* _WHAT TO PRODUCE_
Where the entries below show "Where can the dog's head", begin there and print that line and all following lines exactly, through the last, omitting pictures.
GIVEN INFORMATION START
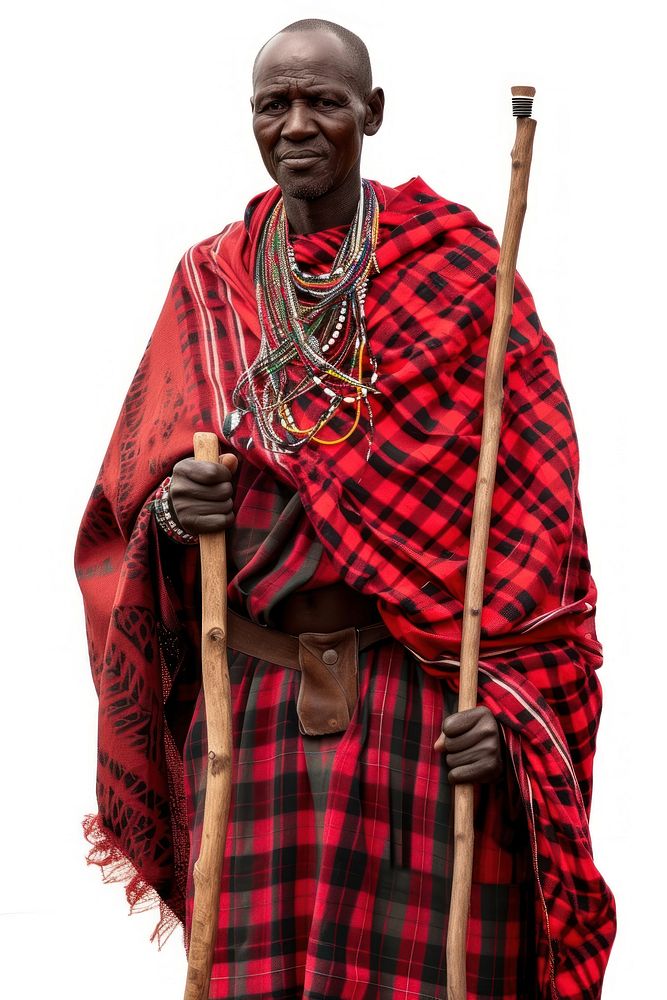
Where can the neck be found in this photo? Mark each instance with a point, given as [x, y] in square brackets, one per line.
[336, 208]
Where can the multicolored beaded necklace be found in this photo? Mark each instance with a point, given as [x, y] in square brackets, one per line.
[313, 329]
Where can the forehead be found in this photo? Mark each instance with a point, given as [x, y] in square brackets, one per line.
[312, 56]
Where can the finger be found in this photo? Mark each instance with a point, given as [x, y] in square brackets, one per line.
[206, 524]
[460, 722]
[472, 755]
[184, 490]
[202, 472]
[481, 772]
[484, 729]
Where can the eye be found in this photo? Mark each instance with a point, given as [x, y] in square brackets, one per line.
[272, 107]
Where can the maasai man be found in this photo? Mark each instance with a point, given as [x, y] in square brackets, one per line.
[335, 341]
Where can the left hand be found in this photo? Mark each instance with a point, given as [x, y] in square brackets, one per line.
[471, 740]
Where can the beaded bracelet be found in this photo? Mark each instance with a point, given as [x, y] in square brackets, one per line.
[166, 517]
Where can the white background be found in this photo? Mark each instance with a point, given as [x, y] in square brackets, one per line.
[128, 138]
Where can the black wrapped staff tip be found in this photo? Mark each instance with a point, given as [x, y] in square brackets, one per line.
[522, 101]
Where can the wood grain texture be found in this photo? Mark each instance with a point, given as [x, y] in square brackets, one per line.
[479, 537]
[217, 699]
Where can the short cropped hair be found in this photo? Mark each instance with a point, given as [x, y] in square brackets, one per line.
[352, 42]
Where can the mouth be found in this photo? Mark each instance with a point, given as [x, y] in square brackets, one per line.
[300, 159]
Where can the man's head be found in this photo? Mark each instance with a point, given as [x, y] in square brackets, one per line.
[313, 102]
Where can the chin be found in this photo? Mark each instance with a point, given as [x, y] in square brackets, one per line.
[305, 190]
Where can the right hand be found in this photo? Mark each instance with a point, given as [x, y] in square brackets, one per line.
[201, 494]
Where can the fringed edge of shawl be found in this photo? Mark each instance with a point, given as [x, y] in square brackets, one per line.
[117, 867]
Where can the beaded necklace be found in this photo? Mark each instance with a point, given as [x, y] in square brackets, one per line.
[313, 334]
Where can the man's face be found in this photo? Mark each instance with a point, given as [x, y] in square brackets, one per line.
[309, 117]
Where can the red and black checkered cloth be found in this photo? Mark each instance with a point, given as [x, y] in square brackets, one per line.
[395, 526]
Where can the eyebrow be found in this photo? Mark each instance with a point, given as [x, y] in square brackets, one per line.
[318, 88]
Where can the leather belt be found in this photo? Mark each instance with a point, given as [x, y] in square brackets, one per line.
[328, 661]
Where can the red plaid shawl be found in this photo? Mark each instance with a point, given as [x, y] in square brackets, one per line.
[396, 526]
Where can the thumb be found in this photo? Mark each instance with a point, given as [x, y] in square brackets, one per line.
[229, 460]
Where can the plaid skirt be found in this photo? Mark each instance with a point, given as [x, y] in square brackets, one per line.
[337, 871]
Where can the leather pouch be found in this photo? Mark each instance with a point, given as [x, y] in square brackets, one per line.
[329, 685]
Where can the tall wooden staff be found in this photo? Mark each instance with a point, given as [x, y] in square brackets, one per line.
[522, 101]
[217, 699]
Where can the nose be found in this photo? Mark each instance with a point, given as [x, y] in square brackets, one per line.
[299, 122]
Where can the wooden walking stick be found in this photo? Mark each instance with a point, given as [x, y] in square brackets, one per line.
[217, 700]
[522, 100]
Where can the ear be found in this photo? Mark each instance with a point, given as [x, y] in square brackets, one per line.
[374, 111]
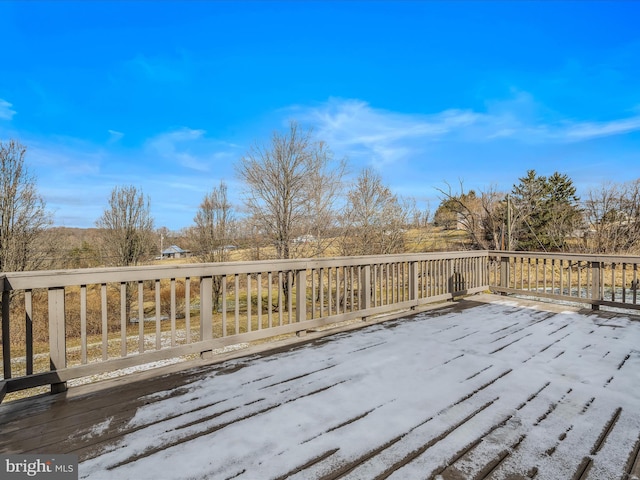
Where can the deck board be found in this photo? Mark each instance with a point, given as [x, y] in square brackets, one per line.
[484, 388]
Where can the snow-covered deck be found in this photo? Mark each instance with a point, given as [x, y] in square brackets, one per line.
[483, 388]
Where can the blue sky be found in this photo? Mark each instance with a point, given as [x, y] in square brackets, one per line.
[169, 96]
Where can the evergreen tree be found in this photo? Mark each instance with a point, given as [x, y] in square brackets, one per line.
[545, 211]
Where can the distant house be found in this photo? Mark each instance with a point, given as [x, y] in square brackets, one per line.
[304, 239]
[175, 251]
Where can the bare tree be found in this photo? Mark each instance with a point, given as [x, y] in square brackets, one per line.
[481, 215]
[292, 187]
[127, 227]
[23, 214]
[375, 219]
[213, 232]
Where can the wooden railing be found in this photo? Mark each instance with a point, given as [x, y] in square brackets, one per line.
[598, 280]
[62, 325]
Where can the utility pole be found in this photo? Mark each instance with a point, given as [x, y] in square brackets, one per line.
[508, 223]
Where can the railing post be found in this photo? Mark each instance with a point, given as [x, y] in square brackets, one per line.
[504, 272]
[301, 298]
[413, 283]
[6, 337]
[206, 308]
[365, 289]
[596, 275]
[57, 335]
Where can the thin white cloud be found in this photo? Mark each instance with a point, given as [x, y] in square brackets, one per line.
[356, 129]
[6, 112]
[190, 148]
[589, 130]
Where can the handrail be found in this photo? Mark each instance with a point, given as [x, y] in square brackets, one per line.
[596, 280]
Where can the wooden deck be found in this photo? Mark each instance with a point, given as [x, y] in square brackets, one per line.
[482, 388]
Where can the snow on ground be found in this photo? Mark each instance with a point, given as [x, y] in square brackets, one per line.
[402, 397]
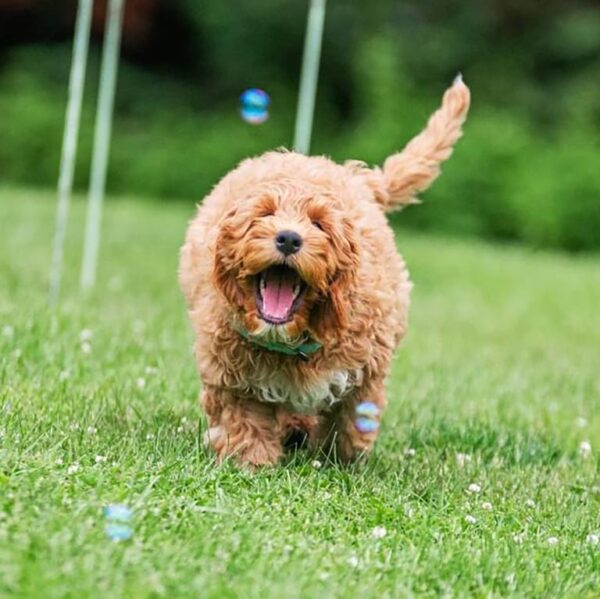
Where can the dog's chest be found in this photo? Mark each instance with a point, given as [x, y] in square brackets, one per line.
[321, 394]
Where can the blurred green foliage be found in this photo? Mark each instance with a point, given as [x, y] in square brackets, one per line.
[527, 169]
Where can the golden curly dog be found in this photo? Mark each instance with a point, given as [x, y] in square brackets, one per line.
[297, 294]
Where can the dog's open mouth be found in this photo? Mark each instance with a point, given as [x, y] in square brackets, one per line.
[279, 292]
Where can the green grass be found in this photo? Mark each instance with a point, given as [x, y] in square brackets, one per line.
[501, 361]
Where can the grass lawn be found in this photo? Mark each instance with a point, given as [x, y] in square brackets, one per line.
[497, 386]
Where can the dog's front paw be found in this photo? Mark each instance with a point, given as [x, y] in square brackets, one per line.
[249, 454]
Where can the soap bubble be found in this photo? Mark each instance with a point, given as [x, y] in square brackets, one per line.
[255, 103]
[367, 413]
[117, 518]
[368, 409]
[366, 425]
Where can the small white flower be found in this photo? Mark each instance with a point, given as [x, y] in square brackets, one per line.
[462, 459]
[585, 449]
[593, 539]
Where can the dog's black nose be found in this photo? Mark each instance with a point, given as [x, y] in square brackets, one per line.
[288, 242]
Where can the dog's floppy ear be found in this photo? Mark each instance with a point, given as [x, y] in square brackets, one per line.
[225, 282]
[224, 266]
[417, 166]
[331, 315]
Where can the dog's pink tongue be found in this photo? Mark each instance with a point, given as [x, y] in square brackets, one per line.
[278, 296]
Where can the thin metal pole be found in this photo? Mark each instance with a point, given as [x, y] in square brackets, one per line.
[309, 76]
[106, 95]
[81, 42]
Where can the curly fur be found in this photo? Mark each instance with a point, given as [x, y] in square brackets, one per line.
[356, 300]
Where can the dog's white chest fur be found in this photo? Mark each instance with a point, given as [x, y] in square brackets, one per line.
[330, 389]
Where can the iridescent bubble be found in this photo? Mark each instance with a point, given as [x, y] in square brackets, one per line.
[118, 511]
[367, 408]
[366, 425]
[255, 103]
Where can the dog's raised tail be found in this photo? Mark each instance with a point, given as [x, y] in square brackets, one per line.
[415, 168]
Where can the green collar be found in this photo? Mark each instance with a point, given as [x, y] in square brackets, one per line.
[302, 351]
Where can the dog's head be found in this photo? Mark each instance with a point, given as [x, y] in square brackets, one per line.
[286, 257]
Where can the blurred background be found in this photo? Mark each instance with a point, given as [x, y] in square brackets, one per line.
[527, 170]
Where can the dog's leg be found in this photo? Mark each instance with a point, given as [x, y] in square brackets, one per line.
[342, 434]
[245, 430]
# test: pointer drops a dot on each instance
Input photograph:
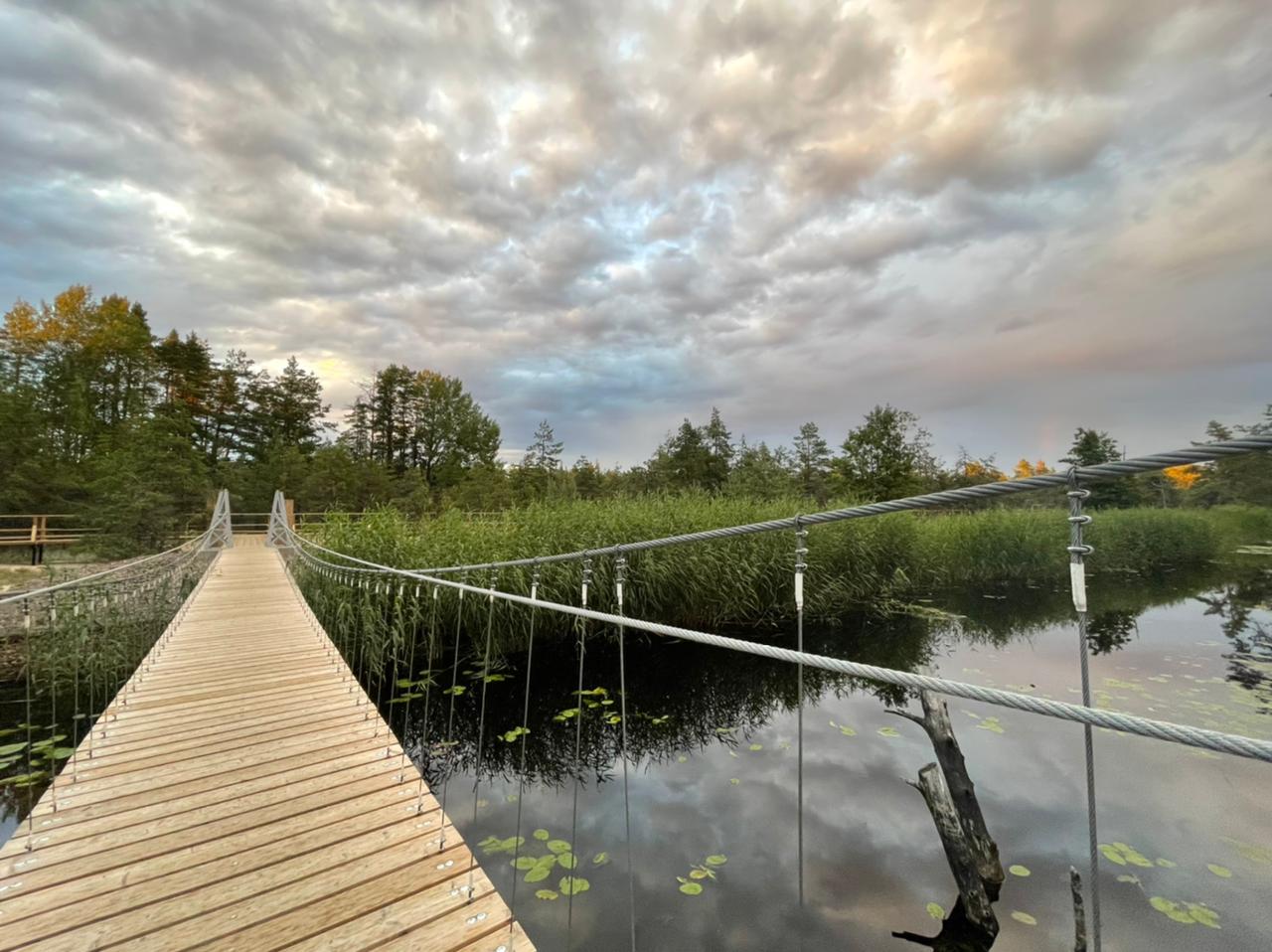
GIVEN INFORMATION END
* _RESPONSE TO THIS TASK_
Where can the dog's head be found in this photo? Mark each instance with a point, given as [x, y] in square brackets, one per line.
[286, 257]
Where can the blurred background be found in this photo? Mark each instance with a point, given as [x, y] in square brackets, one per line.
[527, 170]
Where can the dog's leg be found in this photo? Mark each instance with a point, given as [x, y] in square brackets, one per line.
[342, 434]
[245, 430]
# test: pointer drops a dot on each instance
Input photograph:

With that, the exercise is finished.